▸ Work required: Write all of the records below as a JSON list of strings, one string per line, with blank lines left out.

▸ Entries:
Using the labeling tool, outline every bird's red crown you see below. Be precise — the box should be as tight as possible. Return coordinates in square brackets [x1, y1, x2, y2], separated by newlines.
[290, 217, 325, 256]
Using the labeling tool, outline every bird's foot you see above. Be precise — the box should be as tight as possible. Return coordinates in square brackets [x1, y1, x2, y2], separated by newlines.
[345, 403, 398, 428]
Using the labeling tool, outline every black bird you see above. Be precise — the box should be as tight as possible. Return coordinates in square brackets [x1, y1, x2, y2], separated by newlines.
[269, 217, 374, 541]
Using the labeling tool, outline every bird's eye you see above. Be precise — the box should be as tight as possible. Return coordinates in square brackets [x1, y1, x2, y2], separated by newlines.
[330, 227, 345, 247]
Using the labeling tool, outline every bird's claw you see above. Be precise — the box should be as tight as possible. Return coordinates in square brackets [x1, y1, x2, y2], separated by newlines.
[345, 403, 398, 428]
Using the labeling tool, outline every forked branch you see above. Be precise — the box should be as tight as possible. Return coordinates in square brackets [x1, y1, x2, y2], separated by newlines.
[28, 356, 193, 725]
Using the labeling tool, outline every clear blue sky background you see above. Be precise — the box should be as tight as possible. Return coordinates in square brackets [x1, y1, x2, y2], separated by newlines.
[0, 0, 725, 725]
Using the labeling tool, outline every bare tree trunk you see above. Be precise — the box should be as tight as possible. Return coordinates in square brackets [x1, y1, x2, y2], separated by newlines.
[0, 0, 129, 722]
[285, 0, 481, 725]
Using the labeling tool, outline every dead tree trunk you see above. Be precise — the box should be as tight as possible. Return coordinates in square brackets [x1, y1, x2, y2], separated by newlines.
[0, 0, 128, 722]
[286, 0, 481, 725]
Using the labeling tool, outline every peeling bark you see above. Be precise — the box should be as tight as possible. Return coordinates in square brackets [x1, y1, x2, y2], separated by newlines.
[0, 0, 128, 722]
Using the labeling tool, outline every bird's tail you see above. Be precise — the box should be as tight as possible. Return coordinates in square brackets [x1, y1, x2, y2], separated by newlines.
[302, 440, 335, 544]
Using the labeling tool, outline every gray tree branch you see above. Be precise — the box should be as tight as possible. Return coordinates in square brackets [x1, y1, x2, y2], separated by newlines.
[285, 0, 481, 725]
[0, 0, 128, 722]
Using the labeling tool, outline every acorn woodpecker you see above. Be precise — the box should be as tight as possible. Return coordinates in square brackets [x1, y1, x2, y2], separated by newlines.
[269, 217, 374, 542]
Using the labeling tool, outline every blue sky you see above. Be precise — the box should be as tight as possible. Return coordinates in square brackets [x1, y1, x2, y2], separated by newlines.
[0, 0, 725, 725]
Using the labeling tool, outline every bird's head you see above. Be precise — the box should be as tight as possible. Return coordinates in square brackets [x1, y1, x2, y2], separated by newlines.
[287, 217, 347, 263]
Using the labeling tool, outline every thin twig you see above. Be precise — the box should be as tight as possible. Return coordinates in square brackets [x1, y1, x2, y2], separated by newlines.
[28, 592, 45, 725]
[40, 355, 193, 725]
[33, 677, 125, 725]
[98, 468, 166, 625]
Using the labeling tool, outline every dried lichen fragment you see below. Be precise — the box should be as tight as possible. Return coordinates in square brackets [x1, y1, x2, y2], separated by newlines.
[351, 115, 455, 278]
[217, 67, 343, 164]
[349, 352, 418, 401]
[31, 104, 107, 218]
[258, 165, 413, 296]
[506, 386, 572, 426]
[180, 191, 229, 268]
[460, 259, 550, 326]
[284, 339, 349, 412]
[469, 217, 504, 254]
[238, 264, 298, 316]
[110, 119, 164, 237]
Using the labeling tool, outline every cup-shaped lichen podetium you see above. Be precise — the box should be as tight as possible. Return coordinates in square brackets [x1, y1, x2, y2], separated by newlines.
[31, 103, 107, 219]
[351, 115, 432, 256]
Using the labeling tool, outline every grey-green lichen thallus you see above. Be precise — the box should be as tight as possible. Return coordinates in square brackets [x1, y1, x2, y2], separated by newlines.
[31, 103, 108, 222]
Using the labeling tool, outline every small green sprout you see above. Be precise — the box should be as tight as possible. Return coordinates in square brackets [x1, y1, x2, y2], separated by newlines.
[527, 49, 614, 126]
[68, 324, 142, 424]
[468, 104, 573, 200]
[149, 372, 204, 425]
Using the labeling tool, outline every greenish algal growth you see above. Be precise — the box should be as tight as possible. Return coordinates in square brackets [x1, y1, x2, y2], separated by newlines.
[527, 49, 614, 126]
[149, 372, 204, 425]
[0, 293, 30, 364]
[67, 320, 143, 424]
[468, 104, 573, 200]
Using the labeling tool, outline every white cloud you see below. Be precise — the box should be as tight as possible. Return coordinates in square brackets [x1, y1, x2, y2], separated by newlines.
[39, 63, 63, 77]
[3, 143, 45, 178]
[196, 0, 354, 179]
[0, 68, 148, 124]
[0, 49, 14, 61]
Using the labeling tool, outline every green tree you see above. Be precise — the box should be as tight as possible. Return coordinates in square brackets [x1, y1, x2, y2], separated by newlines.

▸ Task answer:
[
  "Using the labeling tool, outline every bird's red crown you see below. Be precise — the box should be as tight as possible. Return coordinates in square brackets [x1, y1, x2, y2], separated by newlines.",
  "[290, 217, 325, 256]",
  "Using the labeling tool, outline every bird's foot you see above. Be precise — the box should be as tight as possible. Return coordinates in square brackets [x1, y1, x2, y2], separated by newlines.",
  "[345, 403, 398, 428]",
  "Using the labeling tool, outline every black bird you see above. Be precise — the box should be as tight as possible. Return coordinates in square brackets [x1, y1, x2, y2], separated by newlines.",
  "[269, 217, 374, 541]",
  "Using the labeling tool, outline every bird's eye you see above. Be precise — the box should be as tight as possible. Return coordinates in square brackets [x1, y1, x2, y2], separated by newlines.",
  "[330, 227, 345, 247]",
  "Using the labeling tool, outline every bird's claw you see above. Be precise — the box should be as tight as possible. Return coordinates in square brackets [x1, y1, x2, y2], separated by newlines.",
  "[345, 403, 398, 428]",
  "Using the labeling tool, outline every forked branch you see above. Be precise — the box should be as tight as possible. Return coordinates in square brackets [x1, y1, x2, y2], separated by newlines.",
  "[28, 356, 193, 725]",
  "Using the labeling tool, outline every clear blue sky background you see above. Be precise — the box should be as tight as possible. Return coordinates in square brackets [x1, y1, x2, y2], separated by newlines.",
  "[0, 0, 725, 725]",
  "Using the labeling tool, outline every bare tree trunk you see above. Be precise — the box should be as tight as possible. Return coordinates in square brackets [x1, y1, x2, y2], separated by newlines.",
  "[0, 0, 129, 722]",
  "[285, 0, 481, 725]",
  "Using the labeling tool, outline every dead tree trunk you see above. Be precise — the box should be as tight as possible. Return coordinates in square brackets [x1, y1, x2, y2], separated by newlines.",
  "[0, 0, 128, 722]",
  "[286, 0, 481, 725]",
  "Using the labeling tool, outline every peeling bark you see above. Be precise — the box should be as tight as possible. Return coordinates in square brackets [x1, y1, x2, y2], separated by newlines.",
  "[0, 0, 128, 722]",
  "Using the labeling tool, outline every bird's tail you see above. Be precise — the box should be as tight as possible. Return coordinates in square brackets [x1, y1, x2, y2], separated by newlines.",
  "[302, 440, 335, 544]",
  "Using the labeling tool, outline every gray tree branch you see above. Be precise — the box should be as tight as possible. Return coordinates in square brackets [x1, y1, x2, y2], separated by newlines.",
  "[285, 0, 481, 725]",
  "[0, 0, 128, 722]",
  "Using the labeling tool, outline every acorn woodpecker you see above. Be precise — the box should be as tight as possible. Return coordinates in square brackets [x1, y1, x2, y2], separated by newlines.",
  "[269, 217, 374, 542]",
  "Using the labeling tool, outline every blue sky you see above. Be precise — the box should be as tight as possible. Return coordinates in square brackets [x1, y1, x2, y2], separated by newlines.",
  "[0, 0, 725, 725]",
  "Using the labeling tool, outline every bird's head you see above. Be precise — the box should be as tight as possible. Return coordinates in square brackets [x1, y1, x2, y2], separated by newlines.",
  "[287, 217, 347, 263]",
  "Using the labeling tool, outline every thin twig you see above. Be precise — the box should be as tight as possible. Return coordinates in square brackets [x1, y1, x2, y2], separated by newlines.",
  "[28, 592, 45, 725]",
  "[40, 355, 193, 725]",
  "[33, 677, 125, 725]",
  "[98, 468, 166, 625]",
  "Using the labeling tool, outline every dried lichen fragment you see below. Be precise — the box should be as tight as possible. Return coordinates in square brackets [x1, y1, x2, y2], separated by newlines.",
  "[351, 115, 455, 278]",
  "[217, 67, 343, 164]",
  "[349, 352, 418, 401]",
  "[31, 104, 107, 218]",
  "[258, 165, 413, 296]",
  "[506, 386, 572, 426]",
  "[180, 191, 229, 268]",
  "[460, 259, 550, 326]",
  "[284, 339, 349, 412]",
  "[469, 217, 504, 254]",
  "[238, 264, 298, 316]",
  "[110, 119, 164, 237]",
  "Using the labeling tool, outline every cup-shaped lichen podetium you see above. Be precise — the box should be as tight as possible. Return coordinates in square brackets [x1, y1, x2, y2], separated by newlines.",
  "[31, 103, 107, 219]",
  "[351, 115, 432, 256]",
  "Using the labeling tool, outline every grey-green lichen thallus you see above. Be precise — the box should be as tight as possible. Return coordinates in square brackets [x1, y1, x2, y2], separated by newlines.",
  "[31, 103, 108, 222]",
  "Using the labeling tool, outline every small green sprout you see above. Be precise — the box should be as tight as possible. Return coordinates in square brackets [x1, y1, x2, y2], separated by newlines.",
  "[527, 49, 614, 126]",
  "[68, 324, 142, 424]",
  "[468, 104, 573, 200]",
  "[149, 372, 204, 425]",
  "Using the labeling tool, outline every greenish algal growth you see above. Be precise — the box should be as tight as possible. Return coordinates in square brackets [x1, y1, x2, y2], separated by newlines.",
  "[527, 49, 614, 126]",
  "[149, 372, 204, 425]",
  "[0, 293, 30, 364]",
  "[67, 320, 143, 424]",
  "[468, 104, 573, 200]",
  "Using the labeling tool, outline every white cloud you see below. Be precise — the box should be as tight as possible. Return coordinates in square brackets [x1, y1, x2, y2], separated by newlines.",
  "[39, 63, 63, 77]",
  "[3, 143, 45, 178]",
  "[196, 0, 354, 179]",
  "[0, 68, 148, 124]",
  "[0, 49, 14, 61]",
  "Using the labeling tool, outline every green tree you see above. Be precise — the box should be as tight as possible. Return coordinates in square brackets [x1, y1, x2, y2], separated by newlines."
]